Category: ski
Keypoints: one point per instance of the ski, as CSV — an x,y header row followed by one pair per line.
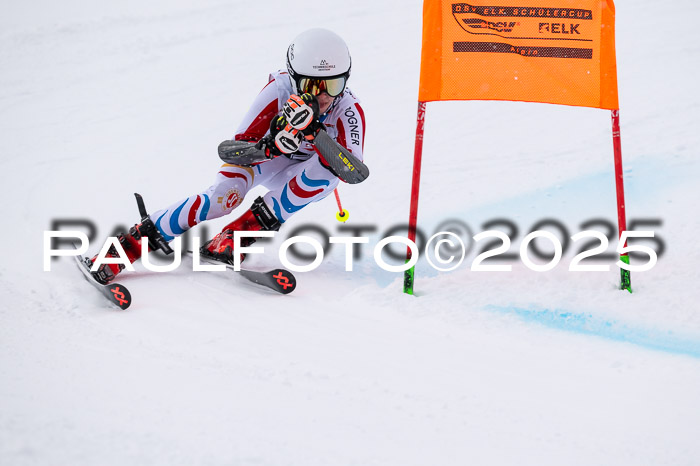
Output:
x,y
280,280
115,293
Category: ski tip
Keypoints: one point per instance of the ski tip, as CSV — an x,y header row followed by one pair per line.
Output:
x,y
118,294
284,280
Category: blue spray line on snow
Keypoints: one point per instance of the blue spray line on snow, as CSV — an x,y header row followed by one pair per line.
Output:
x,y
587,324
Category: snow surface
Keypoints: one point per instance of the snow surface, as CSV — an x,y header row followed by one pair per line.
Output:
x,y
100,100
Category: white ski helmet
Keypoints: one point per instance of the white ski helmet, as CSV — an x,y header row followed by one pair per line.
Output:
x,y
319,60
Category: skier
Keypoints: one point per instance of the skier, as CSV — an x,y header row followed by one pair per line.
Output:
x,y
282,122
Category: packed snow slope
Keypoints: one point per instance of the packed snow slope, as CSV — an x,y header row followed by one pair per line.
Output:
x,y
101,100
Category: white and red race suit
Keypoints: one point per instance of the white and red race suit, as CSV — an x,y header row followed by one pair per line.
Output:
x,y
293,181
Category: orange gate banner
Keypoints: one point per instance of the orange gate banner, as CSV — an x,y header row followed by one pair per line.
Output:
x,y
552,51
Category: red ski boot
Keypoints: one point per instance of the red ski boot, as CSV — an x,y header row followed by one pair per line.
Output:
x,y
258,217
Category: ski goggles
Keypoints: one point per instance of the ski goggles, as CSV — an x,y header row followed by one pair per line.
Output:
x,y
315,86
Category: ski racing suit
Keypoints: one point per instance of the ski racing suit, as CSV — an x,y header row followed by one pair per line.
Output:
x,y
294,181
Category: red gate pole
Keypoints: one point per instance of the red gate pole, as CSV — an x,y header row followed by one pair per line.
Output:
x,y
409,274
625,279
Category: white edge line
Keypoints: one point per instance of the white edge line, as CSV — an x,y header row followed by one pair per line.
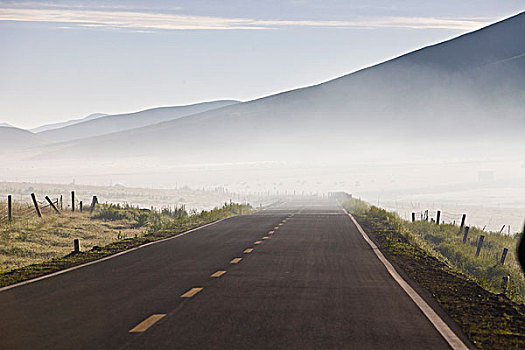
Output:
x,y
451,338
3,289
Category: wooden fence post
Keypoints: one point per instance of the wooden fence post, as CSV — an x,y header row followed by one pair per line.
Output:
x,y
52,205
33,197
465,234
10,208
480,244
94,201
463,218
503,256
505,283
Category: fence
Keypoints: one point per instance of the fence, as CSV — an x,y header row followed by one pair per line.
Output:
x,y
12,210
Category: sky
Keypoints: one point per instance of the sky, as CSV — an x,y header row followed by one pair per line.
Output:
x,y
63,60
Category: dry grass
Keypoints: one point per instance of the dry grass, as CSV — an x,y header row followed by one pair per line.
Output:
x,y
29,239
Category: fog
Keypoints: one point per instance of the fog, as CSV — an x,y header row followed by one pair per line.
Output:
x,y
440,125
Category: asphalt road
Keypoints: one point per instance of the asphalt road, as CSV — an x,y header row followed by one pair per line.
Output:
x,y
313,283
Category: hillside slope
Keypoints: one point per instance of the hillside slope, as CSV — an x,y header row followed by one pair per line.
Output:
x,y
15,139
119,122
470,89
52,126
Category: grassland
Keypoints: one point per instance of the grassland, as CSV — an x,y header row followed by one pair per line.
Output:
x,y
31,246
466,286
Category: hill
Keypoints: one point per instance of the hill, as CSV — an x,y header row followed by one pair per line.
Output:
x,y
47,127
468,90
15,139
119,122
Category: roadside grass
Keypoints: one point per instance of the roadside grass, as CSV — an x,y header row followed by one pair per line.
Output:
x,y
466,287
31,247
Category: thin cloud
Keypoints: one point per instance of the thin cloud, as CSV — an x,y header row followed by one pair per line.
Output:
x,y
136,20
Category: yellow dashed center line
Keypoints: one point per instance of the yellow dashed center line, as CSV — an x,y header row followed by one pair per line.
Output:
x,y
218,274
191,293
148,322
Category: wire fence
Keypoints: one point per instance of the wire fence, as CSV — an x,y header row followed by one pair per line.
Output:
x,y
12,210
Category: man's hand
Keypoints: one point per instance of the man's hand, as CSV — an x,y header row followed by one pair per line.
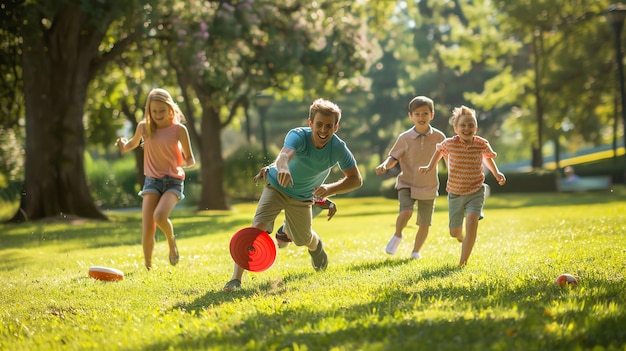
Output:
x,y
261,175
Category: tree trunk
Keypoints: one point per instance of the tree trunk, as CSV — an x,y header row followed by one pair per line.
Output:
x,y
57,65
213,196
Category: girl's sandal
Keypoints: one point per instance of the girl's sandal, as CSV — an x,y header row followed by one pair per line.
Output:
x,y
174,255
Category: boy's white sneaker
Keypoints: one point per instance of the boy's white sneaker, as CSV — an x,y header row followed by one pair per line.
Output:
x,y
393,244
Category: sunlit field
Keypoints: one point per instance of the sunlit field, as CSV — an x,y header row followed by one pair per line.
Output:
x,y
505,299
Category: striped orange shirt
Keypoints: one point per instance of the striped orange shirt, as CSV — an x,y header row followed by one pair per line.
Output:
x,y
465,163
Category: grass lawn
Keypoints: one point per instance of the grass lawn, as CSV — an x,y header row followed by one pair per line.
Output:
x,y
505,299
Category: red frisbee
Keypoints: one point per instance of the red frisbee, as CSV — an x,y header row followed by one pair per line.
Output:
x,y
253,249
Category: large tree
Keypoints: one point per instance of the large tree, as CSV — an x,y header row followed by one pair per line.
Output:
x,y
63,47
225,52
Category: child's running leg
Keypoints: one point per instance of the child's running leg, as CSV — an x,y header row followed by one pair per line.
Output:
x,y
471,229
161,217
148,224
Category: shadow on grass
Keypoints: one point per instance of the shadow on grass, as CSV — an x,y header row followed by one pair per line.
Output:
x,y
474,327
121,230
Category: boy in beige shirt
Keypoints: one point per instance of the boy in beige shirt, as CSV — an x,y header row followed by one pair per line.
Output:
x,y
412,149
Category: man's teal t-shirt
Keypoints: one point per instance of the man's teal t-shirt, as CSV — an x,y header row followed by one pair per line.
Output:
x,y
310,166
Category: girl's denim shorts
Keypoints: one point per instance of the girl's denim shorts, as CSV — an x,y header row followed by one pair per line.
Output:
x,y
160,186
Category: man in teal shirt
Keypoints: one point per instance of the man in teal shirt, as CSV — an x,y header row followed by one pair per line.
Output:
x,y
296,179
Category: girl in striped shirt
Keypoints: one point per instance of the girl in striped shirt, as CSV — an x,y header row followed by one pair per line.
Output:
x,y
466,153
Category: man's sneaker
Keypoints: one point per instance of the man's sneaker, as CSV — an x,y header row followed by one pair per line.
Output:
x,y
282,239
393,244
232,285
416,255
319,259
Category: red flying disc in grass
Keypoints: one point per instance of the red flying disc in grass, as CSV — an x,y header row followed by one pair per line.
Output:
x,y
253,249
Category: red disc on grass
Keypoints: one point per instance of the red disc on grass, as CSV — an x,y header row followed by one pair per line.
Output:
x,y
253,249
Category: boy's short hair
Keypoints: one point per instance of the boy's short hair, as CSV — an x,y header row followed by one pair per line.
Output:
x,y
461,111
420,101
325,107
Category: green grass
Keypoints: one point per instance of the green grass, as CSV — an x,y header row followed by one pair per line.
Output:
x,y
505,299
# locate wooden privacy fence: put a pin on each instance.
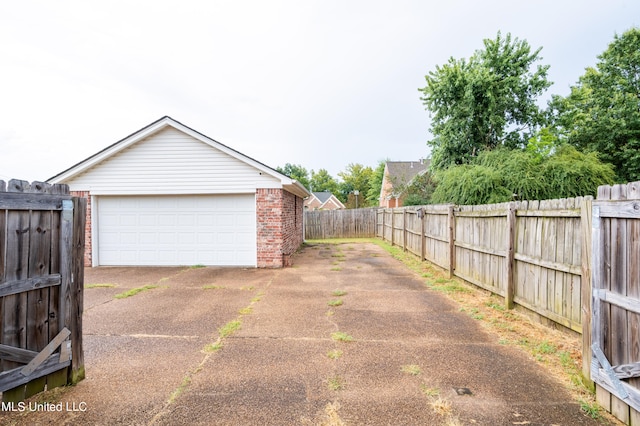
(351, 223)
(529, 252)
(41, 288)
(615, 281)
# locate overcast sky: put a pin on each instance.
(316, 83)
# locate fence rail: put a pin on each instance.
(351, 223)
(528, 252)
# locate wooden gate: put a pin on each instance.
(615, 279)
(41, 288)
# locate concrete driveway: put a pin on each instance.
(215, 346)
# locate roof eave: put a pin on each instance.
(296, 188)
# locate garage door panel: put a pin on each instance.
(177, 230)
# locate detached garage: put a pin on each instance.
(168, 195)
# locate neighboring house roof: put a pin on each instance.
(324, 200)
(81, 172)
(398, 174)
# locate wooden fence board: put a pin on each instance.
(473, 243)
(38, 232)
(615, 279)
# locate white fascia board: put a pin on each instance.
(294, 186)
(111, 150)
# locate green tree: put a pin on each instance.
(504, 175)
(420, 190)
(485, 102)
(322, 181)
(602, 111)
(376, 183)
(356, 177)
(297, 172)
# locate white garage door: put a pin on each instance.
(177, 230)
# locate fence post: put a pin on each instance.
(511, 237)
(393, 228)
(585, 282)
(452, 240)
(423, 248)
(404, 229)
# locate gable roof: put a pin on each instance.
(290, 185)
(402, 172)
(324, 198)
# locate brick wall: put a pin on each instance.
(292, 226)
(88, 248)
(279, 227)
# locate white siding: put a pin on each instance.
(172, 162)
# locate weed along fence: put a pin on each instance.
(41, 288)
(528, 252)
(350, 223)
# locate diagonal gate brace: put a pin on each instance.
(44, 353)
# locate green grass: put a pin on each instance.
(340, 336)
(590, 409)
(134, 291)
(334, 354)
(213, 347)
(427, 391)
(100, 286)
(229, 328)
(335, 383)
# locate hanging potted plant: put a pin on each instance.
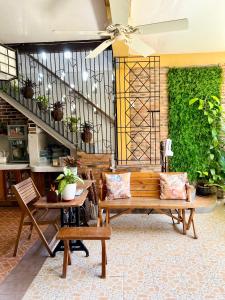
(57, 112)
(72, 163)
(42, 102)
(86, 134)
(67, 184)
(28, 89)
(72, 123)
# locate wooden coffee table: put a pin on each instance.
(70, 216)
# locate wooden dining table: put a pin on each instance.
(69, 215)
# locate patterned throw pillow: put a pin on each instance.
(118, 186)
(173, 186)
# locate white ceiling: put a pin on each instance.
(33, 21)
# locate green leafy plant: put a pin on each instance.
(67, 177)
(188, 127)
(43, 102)
(72, 123)
(72, 161)
(213, 173)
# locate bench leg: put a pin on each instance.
(172, 216)
(184, 222)
(19, 234)
(103, 259)
(69, 257)
(107, 218)
(100, 219)
(179, 216)
(65, 258)
(191, 222)
(193, 226)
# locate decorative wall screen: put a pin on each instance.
(138, 110)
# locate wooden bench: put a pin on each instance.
(67, 234)
(145, 194)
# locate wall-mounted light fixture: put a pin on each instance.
(8, 69)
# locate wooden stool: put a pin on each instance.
(83, 233)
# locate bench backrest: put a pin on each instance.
(142, 184)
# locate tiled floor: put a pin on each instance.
(147, 259)
(9, 222)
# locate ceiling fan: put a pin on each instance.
(122, 29)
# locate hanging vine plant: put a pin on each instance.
(213, 173)
(189, 128)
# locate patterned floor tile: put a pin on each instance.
(147, 259)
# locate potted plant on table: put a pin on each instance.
(72, 162)
(67, 184)
(42, 102)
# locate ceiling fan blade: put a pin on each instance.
(120, 11)
(100, 48)
(140, 47)
(85, 32)
(173, 25)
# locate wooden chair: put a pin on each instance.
(26, 194)
(67, 234)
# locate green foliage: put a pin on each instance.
(189, 128)
(67, 177)
(43, 100)
(214, 172)
(72, 123)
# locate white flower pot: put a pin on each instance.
(69, 192)
(73, 170)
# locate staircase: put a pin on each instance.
(88, 99)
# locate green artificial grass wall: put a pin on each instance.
(188, 127)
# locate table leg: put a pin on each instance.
(103, 259)
(184, 222)
(74, 245)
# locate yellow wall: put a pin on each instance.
(166, 60)
(178, 60)
(122, 116)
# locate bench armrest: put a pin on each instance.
(191, 192)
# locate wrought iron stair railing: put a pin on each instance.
(57, 80)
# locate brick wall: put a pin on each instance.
(10, 115)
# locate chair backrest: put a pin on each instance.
(142, 184)
(25, 192)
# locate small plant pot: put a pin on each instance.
(220, 193)
(52, 197)
(41, 106)
(73, 170)
(202, 190)
(69, 192)
(27, 92)
(86, 136)
(57, 114)
(73, 127)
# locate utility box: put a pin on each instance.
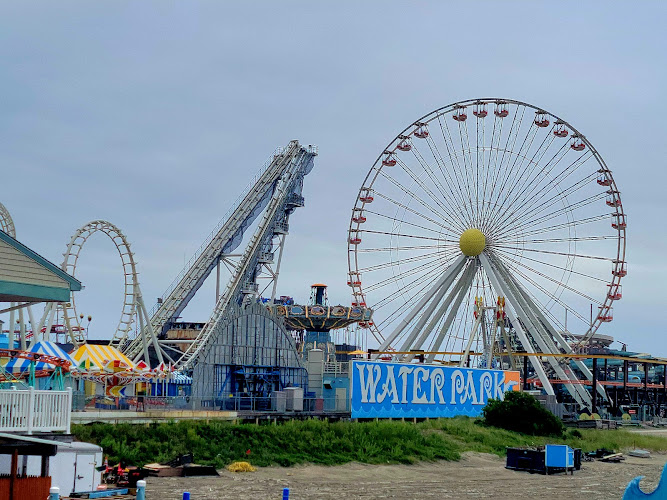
(294, 398)
(558, 456)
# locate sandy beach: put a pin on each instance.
(475, 476)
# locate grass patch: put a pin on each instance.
(313, 441)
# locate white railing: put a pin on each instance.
(35, 411)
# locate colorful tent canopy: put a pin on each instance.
(100, 357)
(19, 365)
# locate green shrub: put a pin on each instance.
(521, 412)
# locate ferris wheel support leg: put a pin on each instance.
(33, 326)
(471, 339)
(463, 286)
(541, 336)
(49, 322)
(566, 347)
(544, 337)
(435, 300)
(508, 346)
(523, 337)
(461, 283)
(452, 270)
(22, 330)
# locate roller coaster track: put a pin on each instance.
(275, 193)
(133, 304)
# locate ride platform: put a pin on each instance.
(320, 318)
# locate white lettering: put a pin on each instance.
(368, 385)
(416, 386)
(389, 387)
(457, 385)
(437, 383)
(403, 372)
(485, 387)
(470, 390)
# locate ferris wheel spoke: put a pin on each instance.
(469, 167)
(438, 202)
(400, 222)
(406, 235)
(562, 225)
(537, 180)
(561, 284)
(412, 272)
(525, 172)
(564, 240)
(539, 202)
(415, 212)
(431, 174)
(419, 199)
(487, 170)
(557, 213)
(390, 264)
(462, 181)
(546, 311)
(442, 166)
(397, 249)
(550, 295)
(498, 182)
(509, 255)
(582, 256)
(412, 290)
(541, 181)
(519, 157)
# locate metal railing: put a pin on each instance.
(261, 405)
(35, 411)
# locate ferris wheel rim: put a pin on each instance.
(408, 133)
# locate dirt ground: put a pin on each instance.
(475, 476)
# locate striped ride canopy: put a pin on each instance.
(92, 358)
(20, 365)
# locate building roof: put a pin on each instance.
(26, 276)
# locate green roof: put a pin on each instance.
(14, 290)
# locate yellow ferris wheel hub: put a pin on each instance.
(472, 242)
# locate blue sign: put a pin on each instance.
(395, 390)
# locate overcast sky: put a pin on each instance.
(154, 116)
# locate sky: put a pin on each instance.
(155, 115)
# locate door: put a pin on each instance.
(84, 472)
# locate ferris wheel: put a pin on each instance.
(485, 226)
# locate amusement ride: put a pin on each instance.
(486, 229)
(489, 226)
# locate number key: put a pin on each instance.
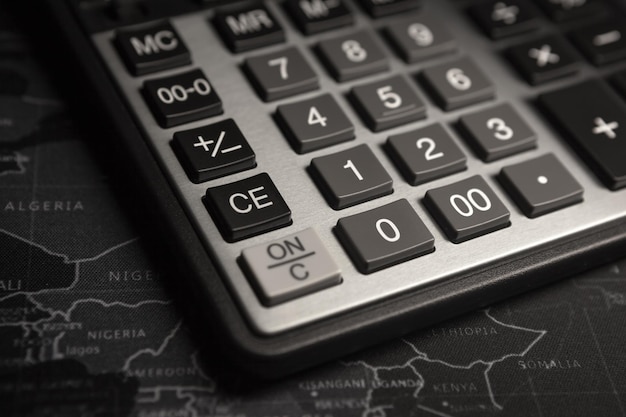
(181, 98)
(315, 123)
(353, 56)
(426, 154)
(497, 132)
(467, 209)
(388, 103)
(458, 84)
(350, 177)
(384, 236)
(281, 74)
(420, 37)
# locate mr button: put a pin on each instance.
(152, 48)
(290, 267)
(247, 207)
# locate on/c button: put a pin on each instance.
(290, 267)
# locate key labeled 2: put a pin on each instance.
(182, 98)
(426, 154)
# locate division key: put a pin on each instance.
(593, 119)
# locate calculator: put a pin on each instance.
(330, 174)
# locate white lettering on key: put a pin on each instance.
(603, 127)
(504, 13)
(250, 22)
(544, 55)
(164, 40)
(254, 196)
(257, 198)
(204, 143)
(607, 38)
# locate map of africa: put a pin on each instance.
(88, 328)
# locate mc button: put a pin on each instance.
(152, 48)
(247, 207)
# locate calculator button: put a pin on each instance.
(314, 124)
(151, 49)
(281, 74)
(381, 8)
(314, 16)
(544, 59)
(388, 103)
(353, 56)
(497, 132)
(593, 119)
(248, 29)
(426, 154)
(500, 19)
(467, 209)
(384, 236)
(420, 37)
(290, 267)
(620, 82)
(213, 151)
(458, 84)
(602, 43)
(541, 185)
(350, 177)
(247, 207)
(565, 10)
(181, 98)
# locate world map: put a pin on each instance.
(89, 326)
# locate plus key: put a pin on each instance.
(593, 119)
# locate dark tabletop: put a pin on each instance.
(87, 327)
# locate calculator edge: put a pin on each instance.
(276, 356)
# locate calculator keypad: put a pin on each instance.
(275, 148)
(350, 177)
(497, 132)
(353, 56)
(182, 98)
(281, 74)
(602, 43)
(426, 154)
(152, 49)
(593, 119)
(500, 19)
(314, 124)
(458, 84)
(467, 209)
(541, 185)
(384, 236)
(247, 29)
(420, 37)
(247, 207)
(544, 59)
(213, 151)
(290, 267)
(314, 16)
(388, 103)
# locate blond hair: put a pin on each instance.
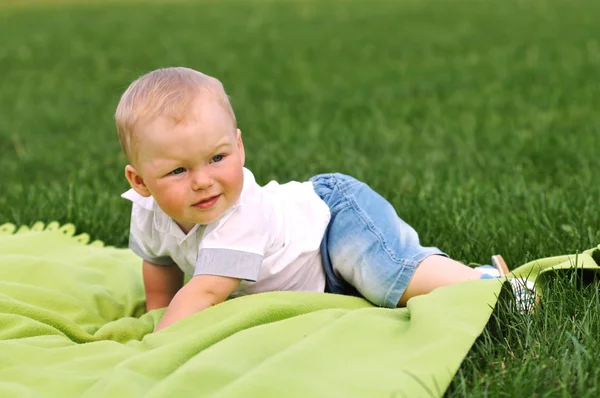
(165, 92)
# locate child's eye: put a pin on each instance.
(178, 170)
(217, 158)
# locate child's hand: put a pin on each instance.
(201, 292)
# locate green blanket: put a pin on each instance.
(72, 324)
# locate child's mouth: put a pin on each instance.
(208, 203)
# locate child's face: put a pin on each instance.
(193, 170)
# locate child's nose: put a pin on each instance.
(201, 180)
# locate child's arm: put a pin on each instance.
(201, 292)
(161, 283)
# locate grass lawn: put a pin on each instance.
(478, 120)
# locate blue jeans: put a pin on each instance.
(367, 249)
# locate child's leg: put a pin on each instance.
(369, 251)
(437, 271)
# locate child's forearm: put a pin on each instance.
(157, 300)
(161, 283)
(201, 292)
(184, 305)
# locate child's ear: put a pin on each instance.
(241, 146)
(136, 181)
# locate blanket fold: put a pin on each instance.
(72, 324)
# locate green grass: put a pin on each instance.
(478, 120)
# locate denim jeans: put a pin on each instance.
(367, 249)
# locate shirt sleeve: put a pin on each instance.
(138, 240)
(236, 247)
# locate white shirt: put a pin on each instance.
(270, 238)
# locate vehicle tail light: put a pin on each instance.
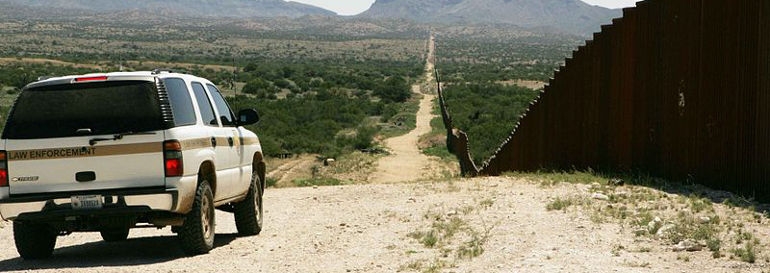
(91, 79)
(172, 158)
(3, 169)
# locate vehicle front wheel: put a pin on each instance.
(196, 235)
(114, 235)
(248, 213)
(33, 240)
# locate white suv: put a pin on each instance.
(110, 152)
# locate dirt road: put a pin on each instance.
(371, 228)
(406, 162)
(454, 225)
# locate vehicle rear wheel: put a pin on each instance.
(248, 213)
(114, 235)
(196, 235)
(33, 240)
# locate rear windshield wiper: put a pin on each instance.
(117, 136)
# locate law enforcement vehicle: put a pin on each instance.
(111, 152)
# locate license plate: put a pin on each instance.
(87, 202)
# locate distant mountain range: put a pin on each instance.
(571, 16)
(178, 8)
(567, 16)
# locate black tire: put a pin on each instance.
(114, 235)
(248, 213)
(34, 240)
(196, 235)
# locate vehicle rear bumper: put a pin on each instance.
(56, 205)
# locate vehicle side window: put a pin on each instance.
(181, 103)
(225, 113)
(207, 112)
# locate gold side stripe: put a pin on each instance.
(122, 149)
(250, 141)
(87, 151)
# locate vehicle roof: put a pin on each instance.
(116, 76)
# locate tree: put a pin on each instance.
(394, 89)
(256, 85)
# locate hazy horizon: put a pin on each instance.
(353, 7)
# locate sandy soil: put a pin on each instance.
(406, 162)
(366, 228)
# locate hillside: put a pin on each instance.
(571, 16)
(173, 8)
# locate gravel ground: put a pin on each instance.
(370, 228)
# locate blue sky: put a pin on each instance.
(351, 7)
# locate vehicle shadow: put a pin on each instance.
(134, 251)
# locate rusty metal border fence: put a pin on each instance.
(679, 89)
(457, 141)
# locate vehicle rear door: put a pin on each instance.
(90, 135)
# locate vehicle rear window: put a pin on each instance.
(207, 111)
(181, 103)
(85, 109)
(225, 114)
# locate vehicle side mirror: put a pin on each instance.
(247, 117)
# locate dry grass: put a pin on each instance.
(671, 219)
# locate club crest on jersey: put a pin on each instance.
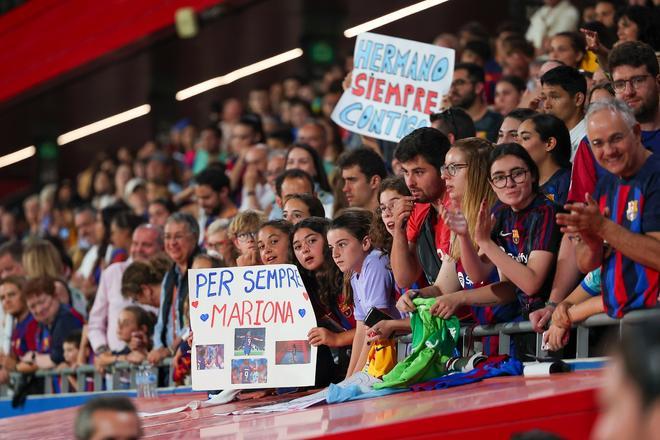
(632, 211)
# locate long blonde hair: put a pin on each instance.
(478, 188)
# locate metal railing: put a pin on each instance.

• • • •

WHAT THE EXERCISE ASKS: Repeat exactly the lines from the first line of the records above through the line containing "Category: white ski helmet", both included. Leave out the pictures.

FINISHED TASK:
Category: ski
Keypoints: one point per instance of the ski, as CSV — an x,y header row followed by one pair per line.
Output:
x,y
280,280
115,293
Category: ski tip
Keypoints: one point per instance of the ski tip, as CSV — an x,y header row followed by one pair per line.
Output:
x,y
118,294
284,280
Category: blue spray line on snow
Keypoints: one point per instance of the blue spray line on snow, as CSV — an x,y header row followed by one pair per line.
Output:
x,y
587,324
Category: snow surface
Keypoints: one point per instance of the snow surface, as CSV — an x,y header row followed by one pair per line.
Output:
x,y
100,100
Category: white ski helmet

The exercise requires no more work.